(Alıntı Metin):
Salı

 

İslamcılık hareketi bir ideolojidir, ilm-i kelâm terimiyle bir fırkadır. Bu hareket yakın tarihimizde Yüce İslam dinine ve Muhammed Ümmeti’ne en büyük hıyaneti yapmış, korkunç zararlar vermiştir.

Bütün İslamcıları kasd etmiyorum. Benim kasd ettiklerim şunlardır:

Ülkedeki kötü düzeni değiştireceğiz diye yola çıkmışlar, sonra kötü düzene entegre olmuşlar ve onun haram, zehirli, necis, kara, uğursuz “nimetlerini” ve rantlarını yemeye başlamışlardır.

Bu şerir, kötü, fâsık ve fâcir tâife İslam dininin ve Şeriatının kesin şekilde yasaklamış, kötülemiş olduğu her fenalığı yapmıştır.

Devamlı olarak yalan söylemişler ve Müslüman halkı aldatmışlardır.

Emanetlere hıyanet etmişlerdir.

Vaad etmişler, sözlerini tutmamışlardır.

Hizmet perdesi altında bazıları milyarlarca dolarlık kara servetlere sahip olmuşlardır.

Müslümanların paralarını, enerjilerini, fırsatlarını, imkanlarını, ümitlerini boşa harcamışlardır.

Küfre, dalâlete, şirke dolaylı olarak en büyük hizmeti etmişlerdir.

Devlete ve ülkeye büyük zararlar vermişlerdir.

Pis emellerine ulaşmak için halkın bir kısmının beynini yıkamışlar, yığınları şuursuz robotlar haline getirmişlerdir.

Kur’an ve Peygamber ahlakına aykırı her türlü fezahat ve rezaleti irtikab etmişlerdir.

Tek kelimeyle hem Türkiye’ye, hem İslam Alemine, hem de bütün insanlığa büyük kötülük etmişlerdir. Çünkü, İslam tek kurtuluş yolu ve ümittir, onlar bu yolda eşkıyalık yapıp tıkanmaya yol açmışlardır.

İslam’ın kesin şekilde yasakladığı ribayı onlar teşvik etmiş ve akıl almaz boyutlara ulaştırmışlardır. Böylece Allah’a ve Peygamber’e savaş ilan etmişlerdir.

(Alıştırma 1): İslamcılık hakkındaki metne göre İslamcılık hareketi, ilm-i kelâm terimiyle nedir?
(Alıştırma 2): Lütfen İslamcılık hakkındaki metinden "Ülkedeki kötü düzeni" ile başlayıp "ümitlerini boşa harcamışlardır." ile biten kısmı aynen kopyalayın.
(Alıştırma 3): İslamcılık hakkındaki metni son cümlesinden sonra sürdürün.

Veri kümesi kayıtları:

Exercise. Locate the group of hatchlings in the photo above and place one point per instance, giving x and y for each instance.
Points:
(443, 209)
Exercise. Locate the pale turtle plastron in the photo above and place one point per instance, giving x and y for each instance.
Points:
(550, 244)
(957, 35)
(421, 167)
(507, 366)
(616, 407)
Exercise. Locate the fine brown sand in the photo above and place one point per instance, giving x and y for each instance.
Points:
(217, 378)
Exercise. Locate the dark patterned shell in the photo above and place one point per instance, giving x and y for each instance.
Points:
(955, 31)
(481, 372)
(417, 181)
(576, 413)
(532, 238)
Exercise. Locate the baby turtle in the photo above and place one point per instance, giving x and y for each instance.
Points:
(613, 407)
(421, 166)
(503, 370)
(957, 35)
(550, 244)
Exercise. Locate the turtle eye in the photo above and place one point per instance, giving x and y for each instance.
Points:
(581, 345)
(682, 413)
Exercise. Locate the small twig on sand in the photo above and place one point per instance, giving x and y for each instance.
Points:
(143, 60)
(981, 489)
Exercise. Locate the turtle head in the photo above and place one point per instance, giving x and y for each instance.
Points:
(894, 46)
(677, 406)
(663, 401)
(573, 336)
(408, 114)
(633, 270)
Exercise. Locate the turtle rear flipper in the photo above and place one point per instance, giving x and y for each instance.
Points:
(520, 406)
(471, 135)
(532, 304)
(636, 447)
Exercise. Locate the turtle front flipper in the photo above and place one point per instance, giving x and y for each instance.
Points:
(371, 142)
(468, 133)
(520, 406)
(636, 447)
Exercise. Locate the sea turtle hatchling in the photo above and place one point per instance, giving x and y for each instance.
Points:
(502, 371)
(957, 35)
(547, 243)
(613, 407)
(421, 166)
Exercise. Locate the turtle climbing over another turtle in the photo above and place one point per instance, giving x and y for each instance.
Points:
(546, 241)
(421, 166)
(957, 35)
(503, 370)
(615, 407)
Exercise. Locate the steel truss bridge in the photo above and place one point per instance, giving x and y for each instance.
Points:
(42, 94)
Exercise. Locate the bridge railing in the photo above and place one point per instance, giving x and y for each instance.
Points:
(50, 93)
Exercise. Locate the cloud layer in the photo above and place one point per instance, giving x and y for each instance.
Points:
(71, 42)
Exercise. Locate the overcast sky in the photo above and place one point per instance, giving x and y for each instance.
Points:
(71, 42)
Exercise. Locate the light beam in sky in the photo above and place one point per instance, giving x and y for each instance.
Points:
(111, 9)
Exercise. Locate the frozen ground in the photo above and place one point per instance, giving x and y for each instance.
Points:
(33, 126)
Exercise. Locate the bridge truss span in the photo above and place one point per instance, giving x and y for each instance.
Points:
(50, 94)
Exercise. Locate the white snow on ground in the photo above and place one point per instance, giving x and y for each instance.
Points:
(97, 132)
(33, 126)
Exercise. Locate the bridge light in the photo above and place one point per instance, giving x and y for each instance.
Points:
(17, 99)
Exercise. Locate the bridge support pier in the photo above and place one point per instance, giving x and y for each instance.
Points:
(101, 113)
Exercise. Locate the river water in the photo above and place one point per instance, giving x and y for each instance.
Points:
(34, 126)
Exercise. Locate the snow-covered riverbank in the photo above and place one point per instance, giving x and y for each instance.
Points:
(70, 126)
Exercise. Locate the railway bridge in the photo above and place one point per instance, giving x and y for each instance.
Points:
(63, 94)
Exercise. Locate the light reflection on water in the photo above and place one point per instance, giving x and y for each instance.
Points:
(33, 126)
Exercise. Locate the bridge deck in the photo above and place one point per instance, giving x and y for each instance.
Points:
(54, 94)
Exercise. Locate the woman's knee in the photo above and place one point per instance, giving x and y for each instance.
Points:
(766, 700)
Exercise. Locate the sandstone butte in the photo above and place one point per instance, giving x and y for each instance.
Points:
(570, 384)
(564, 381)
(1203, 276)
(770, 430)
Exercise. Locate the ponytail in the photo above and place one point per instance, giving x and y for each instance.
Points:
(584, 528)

(Cevap 1): Bir fırkadır.

(Cevap 2):
Ülkedeki kötü düzeni değiştireceğiz diye yola çıkmışlar, sonra kötü düzene entegre olmuşlar ve onun haram, zehirli, necis, kara, uğursuz “nimetlerini” ve rantlarını yemeye başlamışlardır.

Bu şerir, kötü, fâsık ve fâcir tâife İslam dininin ve Şeriatının kesin şekilde yasaklamış, kötülemiş olduğu her fenalığı yapmıştır.

Devamlı olarak yalan söylemişler ve Müslüman halkı aldatmışlardır.

Emanetlere hıyanet etmişlerdir.

Vaad etmişler, sözlerini tutmamışlardır.

Hizmet perdesi altında bazıları milyarlarca dolarlık kara servetlere sahip olmuşlardır.

Müslümanların paralarını, enerjilerini, fırsatlarını, imkanlarını, ümitlerini boşa harcamışlardır.

(Cevap 3):
Allah Kur’an’da takvayı kesin şekilde emr ediyor, onlarda ise takva yoktur.

Kur’an ve Peygamber israfı, lüksü, gösterişi, gururu, kibri, aşırı tüketimi, Nemrudluğu, Firavunluğu yasak ediyor. Bu habîsler bütün bu kötülükleri sergiliyor.

Gizli efsanevî servetler… Gizli hesaplar… Gizli havuzlar… Bir sürü gizli vekilharç… Bunlar gerçekten gizli midir? Hayır hayır… Allah biliyor, Kiramen Kâtibîn melekleri hepsini yazıyor…

Hortumlama hortumlama hortumlama…

Bunlar, İslam’ın temel emirlerinden olan istikamete/doğruluğa dürüstlüğe aykırı ne varsa hepsini de yapmışlardır.

Dindarlık, Müslümanlık postuna bürünerek bilcümle habaset ve hıyaneti irtikâb etmişlerdir.

Bu bir kısım bozuk İslamcılar İslam’a çok büyük zararlar vermiştir, Müslümanları mağdur etmiştir.

İslamcılık iflas etmiştir.

Aldatılmış, beyinleri yıkanmış, afyonlanmış Müslümanları bu konuda uyarmak gerekir.

Hırsızlıkla, talanla, yolsuzlukla, hortumlama ile kokuşmayla, ribayla, açık fısk ve fücurla, makyavelist politika dolapları çevirmekle, Kur’an’a ve Sünnete kesinlikle aykırı işler ve metodlarla, haram yemekle, saçı bitmedik yetimlerin haklarını yemekle ne İslam’a, ne ülkeye, ne halka, ne de gerçeğe hizmet edilebilir.

İslam yüksek ahlak, fazilet, hikmet (bilgelik), doğruluk, adalet dinidir.

Müslüman yığınları bu konularda uyarmak zaruret derecesinde gereklidir. Kolay uyanırlar mı? Uyanmazlarsa gelecekleri çok kötüdür.

Kur’an “Ey iman edenler!.. Allah’tan korkunuz ve iyilerle birlikte olunuz” buyuruyor.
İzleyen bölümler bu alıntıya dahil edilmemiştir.